= Records shown =
— start —
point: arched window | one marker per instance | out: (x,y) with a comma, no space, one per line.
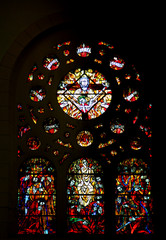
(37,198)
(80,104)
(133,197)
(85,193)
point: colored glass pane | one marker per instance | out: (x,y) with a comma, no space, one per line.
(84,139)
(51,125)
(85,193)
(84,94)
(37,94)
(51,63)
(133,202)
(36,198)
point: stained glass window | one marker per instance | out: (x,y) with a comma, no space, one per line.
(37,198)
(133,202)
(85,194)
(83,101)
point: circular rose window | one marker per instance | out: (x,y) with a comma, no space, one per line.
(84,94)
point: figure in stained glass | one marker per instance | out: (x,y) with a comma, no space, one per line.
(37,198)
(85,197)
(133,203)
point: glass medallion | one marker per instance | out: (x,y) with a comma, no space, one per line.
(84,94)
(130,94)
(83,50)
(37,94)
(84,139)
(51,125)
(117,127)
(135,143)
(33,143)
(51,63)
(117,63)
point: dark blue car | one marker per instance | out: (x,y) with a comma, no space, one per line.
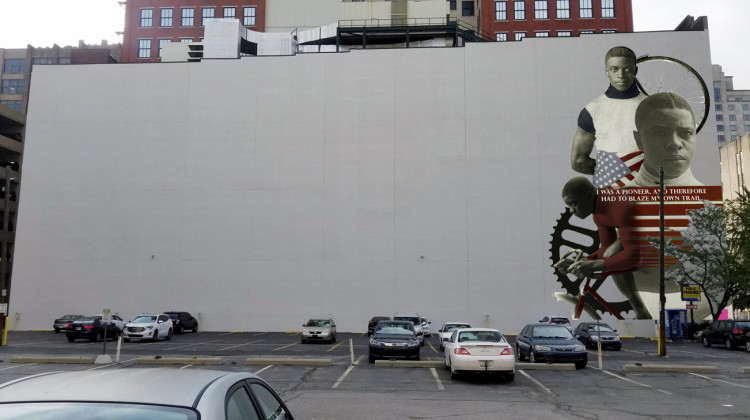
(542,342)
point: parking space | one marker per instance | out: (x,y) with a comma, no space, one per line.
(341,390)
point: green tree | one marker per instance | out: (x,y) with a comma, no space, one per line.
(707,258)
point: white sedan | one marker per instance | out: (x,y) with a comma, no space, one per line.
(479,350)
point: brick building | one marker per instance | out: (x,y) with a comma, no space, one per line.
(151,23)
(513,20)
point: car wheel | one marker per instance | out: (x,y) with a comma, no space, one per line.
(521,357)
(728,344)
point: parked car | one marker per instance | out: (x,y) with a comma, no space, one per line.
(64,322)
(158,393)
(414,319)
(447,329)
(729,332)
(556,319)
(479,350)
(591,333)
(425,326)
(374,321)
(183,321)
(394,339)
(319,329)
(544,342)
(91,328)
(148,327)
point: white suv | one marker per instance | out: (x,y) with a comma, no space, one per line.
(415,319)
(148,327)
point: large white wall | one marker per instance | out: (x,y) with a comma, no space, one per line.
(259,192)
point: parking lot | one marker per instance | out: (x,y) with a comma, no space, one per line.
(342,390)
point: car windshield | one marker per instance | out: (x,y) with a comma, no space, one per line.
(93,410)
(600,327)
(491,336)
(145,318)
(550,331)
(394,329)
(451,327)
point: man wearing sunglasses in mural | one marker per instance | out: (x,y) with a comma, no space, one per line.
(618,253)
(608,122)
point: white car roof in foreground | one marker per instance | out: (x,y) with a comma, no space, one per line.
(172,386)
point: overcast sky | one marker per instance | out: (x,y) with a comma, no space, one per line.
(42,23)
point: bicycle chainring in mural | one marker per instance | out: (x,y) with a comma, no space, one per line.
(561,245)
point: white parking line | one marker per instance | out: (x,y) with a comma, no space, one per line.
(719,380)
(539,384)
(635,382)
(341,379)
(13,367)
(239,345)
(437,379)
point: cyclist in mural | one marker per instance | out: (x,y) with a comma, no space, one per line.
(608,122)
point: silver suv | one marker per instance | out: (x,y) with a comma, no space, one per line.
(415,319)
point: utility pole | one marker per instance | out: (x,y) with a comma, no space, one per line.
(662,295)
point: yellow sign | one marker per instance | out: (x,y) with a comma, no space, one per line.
— end —
Reproduce every row above verbatim, omitting the pictures.

point: arched window | one marker per instance | out: (x,y) with a comma, no space, one per line.
(37,198)
(80,104)
(133,197)
(85,193)
point: colored glass pane | one marker per instance | out: (x,y) with a comma, no space, one per line.
(84,139)
(51,125)
(85,193)
(84,94)
(37,94)
(51,63)
(133,202)
(36,198)
point: stained glass window | one marker per instance | out: (x,y) with a comma, no space, one per line.
(37,198)
(133,202)
(85,194)
(83,101)
point: circular rose window | one marker per instance | out: (x,y) with a comma, no space, one per line.
(84,94)
point: figure in stained glass | one marker per instance | out: (x,y) with a comma, no space, one per line.
(37,198)
(85,197)
(133,203)
point: glass medallion | one marker per instance | out: (x,y) with a comma, no space, one per line.
(84,94)
(130,94)
(83,50)
(37,94)
(84,139)
(51,125)
(117,127)
(135,143)
(33,143)
(51,63)
(117,63)
point: dark blue car | one marker per instance | out: (x,y) with a comma, no space, one per line.
(542,342)
point: parking space | one marker per instance | out: (x,y) with a comma, no space, one per line.
(341,390)
point: green tree | one marker per instance | out: (x,y) with a comma, no space, one per line.
(707,258)
point: white sedan | one marker per instance | out: (x,y) with a comma, no space, one per line.
(479,350)
point: brick building | one marker per instance | out: (x,y) with a comma, no space, one per line.
(151,23)
(513,20)
point: car wheel | one marker per instance | out: (x,y) with a comma, no space, one per line.
(521,357)
(728,344)
point: parked car | one marker per instance | out: (x,y) with a comma, no space, one per line.
(64,322)
(158,393)
(414,319)
(447,329)
(729,332)
(556,319)
(479,350)
(591,333)
(425,326)
(374,321)
(183,321)
(394,339)
(319,329)
(544,342)
(91,328)
(148,327)
point: white suv | one marker per instance | out: (x,y) with a comma, no space, one per line.
(415,319)
(148,327)
point: large white wall | one marker per instance | out: (x,y) with a comma, no space, one per line.
(259,192)
point: parking lot | one marker per instance | out: (x,y) with a comma, no space, one per line.
(342,390)
point: car windshield | one marker per instance | out: (x,y) with a comma, no space, one per line.
(93,410)
(600,327)
(491,336)
(145,318)
(550,331)
(394,329)
(451,327)
point: man wearing sunglasses in mural | one marker per instance | out: (x,y) with a comma, no space, one per line.
(618,253)
(608,122)
point: white car roof in foreground | one marker per instance | out: (x,y) with a comma, no space, one per line.
(172,386)
point: overcast sky | one marker per instance | out: (x,y) with a comma, no space, one per line.
(42,23)
point: bicycle chainring in mural | one marker per instance | out: (x,y) with a comma, no space, one per line.
(561,245)
point: white parking line | one marker per instance | out: (x,y) with a comma, no space, one per line.
(719,380)
(539,384)
(635,382)
(341,379)
(13,367)
(239,345)
(437,379)
point: cyclist in mural | one marker per instance | out: (x,y) with a comma, no space, one per line.
(608,122)
point: silver suv | one marker per instance | out: (x,y) with a comma, no space, one per line.
(415,319)
point: utility pole | one marker per instance | out: (x,y) with a comma, no space, one per line.
(662,295)
point: yellow sign | one marker per instance | out: (x,y) with a comma, no space, one per line.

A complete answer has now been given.